-- Work item A --
In the text on access to mental health services for BAME communities, do these statements agree with it? Answer yes or no for each and quote the deciding words. (i) Barriers in access to mental health services for BAME communities are described as new. (ii) The Patient Race Equality Framework has facilitated discussions. (iii) Access and barriers to access are described as linear.
-- Work item B --
Carry on writing the text on access to mental health services for BAME communities, beginning right after its final sentence.

-- Document section --
Barriers in access to mental health services for the BAME communities is not new. However, in the last year, since the COVID Report and BLM movement many services and Health Trusts are actively thinking of new ways of engaging and addressing this inequity in access, treatment and patient care for the BAME communities. The Patient Race Equality Framework (PCREF 2020) has facilitated these discussions. Access, and barriers to access are complex and multi layered and certainly not linear. The services offered often fail to recognise the stigma and shame associated with mental illness for many BAME communities.  They are seldom sophisticated enough to offer the cultural conceptualisation needed to motivate, engage, or make the intervention meaningful for the people from the BAME communities.

When we describe patients as ‘not motivated’ or ‘not psychologically minded’ it is akin to victim blaming. In many ways, like this report, it is comforting, a lazy way out, and lets us off the hook.  It stops us from thinking about our vulnerabilities, inadequacies, neglect of individuals' and communities' needs, and the abuse of power.

The society we live in shapes us from early on in life. Our sense of self, our psyche and our personalities are hugely shaped by the values we hold and by which we are held in our societies. Through the process of enculturation, we learn to embody our history and culture through signs and language. Stiles (5) describes how signs have a life of their own. They embody both past and present. Each time a new meaning is added, the events are reproduced across time and place, with slight variations but still feeling (and doing) what others before us have felt. This explains how historical procedures around race, power and colonisation are still present amongst us as systemic but with slight variations sometimes as policies and protocols.

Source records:
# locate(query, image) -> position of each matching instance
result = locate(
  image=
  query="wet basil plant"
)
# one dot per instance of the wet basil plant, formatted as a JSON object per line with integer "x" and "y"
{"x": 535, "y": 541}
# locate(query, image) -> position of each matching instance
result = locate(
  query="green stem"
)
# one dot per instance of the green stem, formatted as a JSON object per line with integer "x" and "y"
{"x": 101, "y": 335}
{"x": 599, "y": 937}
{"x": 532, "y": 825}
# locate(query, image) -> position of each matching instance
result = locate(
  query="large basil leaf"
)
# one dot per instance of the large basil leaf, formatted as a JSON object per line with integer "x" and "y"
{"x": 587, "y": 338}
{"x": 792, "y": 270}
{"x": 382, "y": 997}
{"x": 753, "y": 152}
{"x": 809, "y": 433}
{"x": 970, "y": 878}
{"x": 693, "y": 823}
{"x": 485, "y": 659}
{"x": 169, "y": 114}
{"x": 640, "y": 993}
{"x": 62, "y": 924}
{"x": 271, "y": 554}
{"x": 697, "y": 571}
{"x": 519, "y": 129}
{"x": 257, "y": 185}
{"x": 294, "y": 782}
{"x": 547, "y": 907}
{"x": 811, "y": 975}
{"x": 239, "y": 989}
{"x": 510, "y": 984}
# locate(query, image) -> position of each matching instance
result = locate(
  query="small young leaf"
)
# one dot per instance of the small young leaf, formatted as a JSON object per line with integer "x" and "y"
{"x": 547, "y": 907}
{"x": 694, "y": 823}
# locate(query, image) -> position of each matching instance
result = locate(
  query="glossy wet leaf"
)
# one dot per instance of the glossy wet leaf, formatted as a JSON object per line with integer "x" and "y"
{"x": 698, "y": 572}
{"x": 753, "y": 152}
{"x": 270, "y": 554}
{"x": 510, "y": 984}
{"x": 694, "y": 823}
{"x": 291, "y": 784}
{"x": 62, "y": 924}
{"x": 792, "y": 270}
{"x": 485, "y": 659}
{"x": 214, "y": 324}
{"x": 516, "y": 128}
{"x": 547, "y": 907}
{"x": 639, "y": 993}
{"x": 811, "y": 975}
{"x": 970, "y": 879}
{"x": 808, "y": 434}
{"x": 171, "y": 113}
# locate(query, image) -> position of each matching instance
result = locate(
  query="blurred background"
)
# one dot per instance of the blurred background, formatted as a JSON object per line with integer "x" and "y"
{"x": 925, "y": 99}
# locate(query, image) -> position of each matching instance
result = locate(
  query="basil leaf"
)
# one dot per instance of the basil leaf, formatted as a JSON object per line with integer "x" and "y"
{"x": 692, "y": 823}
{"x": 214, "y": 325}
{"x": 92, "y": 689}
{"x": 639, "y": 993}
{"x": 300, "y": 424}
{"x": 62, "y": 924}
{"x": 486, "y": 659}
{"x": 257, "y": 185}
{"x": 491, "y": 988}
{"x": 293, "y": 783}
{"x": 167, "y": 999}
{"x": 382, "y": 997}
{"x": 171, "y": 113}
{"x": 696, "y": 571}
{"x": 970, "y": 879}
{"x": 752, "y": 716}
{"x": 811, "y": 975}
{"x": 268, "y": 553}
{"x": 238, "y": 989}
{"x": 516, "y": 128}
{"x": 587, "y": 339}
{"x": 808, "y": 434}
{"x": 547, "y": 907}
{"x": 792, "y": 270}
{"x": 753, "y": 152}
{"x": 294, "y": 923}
* * *
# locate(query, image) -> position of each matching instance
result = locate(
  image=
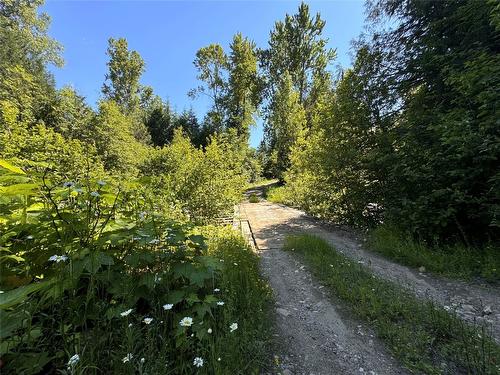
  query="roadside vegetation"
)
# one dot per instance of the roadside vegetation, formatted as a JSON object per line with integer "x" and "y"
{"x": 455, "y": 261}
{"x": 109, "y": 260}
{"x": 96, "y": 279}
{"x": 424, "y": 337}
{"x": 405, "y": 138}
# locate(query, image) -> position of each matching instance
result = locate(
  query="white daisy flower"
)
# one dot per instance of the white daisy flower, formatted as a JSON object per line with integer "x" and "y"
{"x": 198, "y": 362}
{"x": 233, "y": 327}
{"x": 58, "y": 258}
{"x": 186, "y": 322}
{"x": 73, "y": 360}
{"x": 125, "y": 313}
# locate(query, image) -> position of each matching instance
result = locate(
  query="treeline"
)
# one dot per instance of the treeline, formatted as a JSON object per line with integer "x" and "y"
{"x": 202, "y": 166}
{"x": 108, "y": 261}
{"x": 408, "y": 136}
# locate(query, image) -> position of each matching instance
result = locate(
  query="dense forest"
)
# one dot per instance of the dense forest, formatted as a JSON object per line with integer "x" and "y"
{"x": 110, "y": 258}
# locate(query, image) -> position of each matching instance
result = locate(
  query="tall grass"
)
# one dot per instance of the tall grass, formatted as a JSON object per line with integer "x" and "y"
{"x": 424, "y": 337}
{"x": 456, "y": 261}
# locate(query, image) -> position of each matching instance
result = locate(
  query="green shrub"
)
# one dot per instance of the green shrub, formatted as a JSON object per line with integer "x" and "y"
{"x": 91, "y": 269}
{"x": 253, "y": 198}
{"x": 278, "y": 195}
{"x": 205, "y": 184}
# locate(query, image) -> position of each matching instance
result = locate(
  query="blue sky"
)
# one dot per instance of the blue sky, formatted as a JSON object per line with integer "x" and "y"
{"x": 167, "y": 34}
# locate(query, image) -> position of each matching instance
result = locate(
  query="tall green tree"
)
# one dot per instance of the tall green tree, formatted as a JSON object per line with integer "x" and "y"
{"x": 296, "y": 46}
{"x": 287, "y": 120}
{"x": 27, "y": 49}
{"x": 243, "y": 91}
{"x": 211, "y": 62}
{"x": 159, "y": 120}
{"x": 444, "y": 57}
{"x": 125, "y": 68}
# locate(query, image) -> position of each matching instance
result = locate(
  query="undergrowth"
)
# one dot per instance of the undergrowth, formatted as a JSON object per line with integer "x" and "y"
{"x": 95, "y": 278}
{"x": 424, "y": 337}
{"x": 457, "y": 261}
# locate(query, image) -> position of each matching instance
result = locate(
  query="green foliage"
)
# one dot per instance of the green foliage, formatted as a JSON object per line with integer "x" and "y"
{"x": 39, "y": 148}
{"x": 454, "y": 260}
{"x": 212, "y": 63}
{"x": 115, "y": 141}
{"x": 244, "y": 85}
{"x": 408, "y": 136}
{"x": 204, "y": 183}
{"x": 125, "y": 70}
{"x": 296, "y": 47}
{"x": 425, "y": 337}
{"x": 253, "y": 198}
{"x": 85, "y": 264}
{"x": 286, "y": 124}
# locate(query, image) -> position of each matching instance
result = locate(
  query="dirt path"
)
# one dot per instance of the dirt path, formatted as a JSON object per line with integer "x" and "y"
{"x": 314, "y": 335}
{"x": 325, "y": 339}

-- Output A --
(i) No: "Barriers in access to mental health services for the BAME communities is not new."
(ii) Yes: "The Patient Race Equality Framework (PCREF 2020) has facilitated these discussions."
(iii) No: "Access, and barriers to access are complex and multi layered and certainly not linear."

-- Output B --
Having scanned through the 258 pages, it definitely provides the evidence we need as a society that structural racism and institutional racism are real and are staring at us in the form of this report. One could hypothesise this as a systemic procedure or a collective defence, perhaps. As psychotherapists we will need to address this as we would with any dysfunctional procedures or defences. It is crucial not to be seduced by just focussing this report. It is timely to take a stand and collectively recognise that all our institutions and professional bodies need to be galvanised by this report, be willing to open the dialogue.

Whose voice are we hearing in this report? Is it the oppressed or the oppressor? Who is it speaking for? How can we truly do justice to our patients and offer the healing required when the system or the society in which we are operating reiterates a dysfunctional procedure?  Time and time again we as a society find ways to avoid unmanageable feelings of pain, anger, shame and blame.  We revert to familiar roles, speak with the voices of our forefathers, our masters. Society tries to re-write the narrative, to change certain discourses which are enabling change, to maintain power and status quo.  This is a narrative which will be ongoing as long as there are those amongst us who will not accept a status quo which maintains the inequalities which hurt and harm sections of our communities.


  1. https://www.gov.uk/government/publications/the-report-of-the-commission-on-race-and-ethnic-disparities
  2. Heimann, P. (1956). Dynamics of transference interpretation. The International Journal of Psychoanalysis, 37, 303–310.
  3. https://assets.publishing.service.gov.uk/government/uploads/system/uploads/attachment_data/file/892376/COVID_stakeholder_engagement_synthesis_beyond_the_data.pdf
  4. https://www.bps.org.uk/sites/www.bps.org.uk/files/Member%20Networks/Divisions/DCP/Racial%20and%20Social%20Inequalities%20in%20the%20times%20of%20Covid-19.pdf
  5. Stiles, W. B. (1997). Signs and voices: Joining a conversation in progress. British Journal of Medical Psychology, 70, 169–176.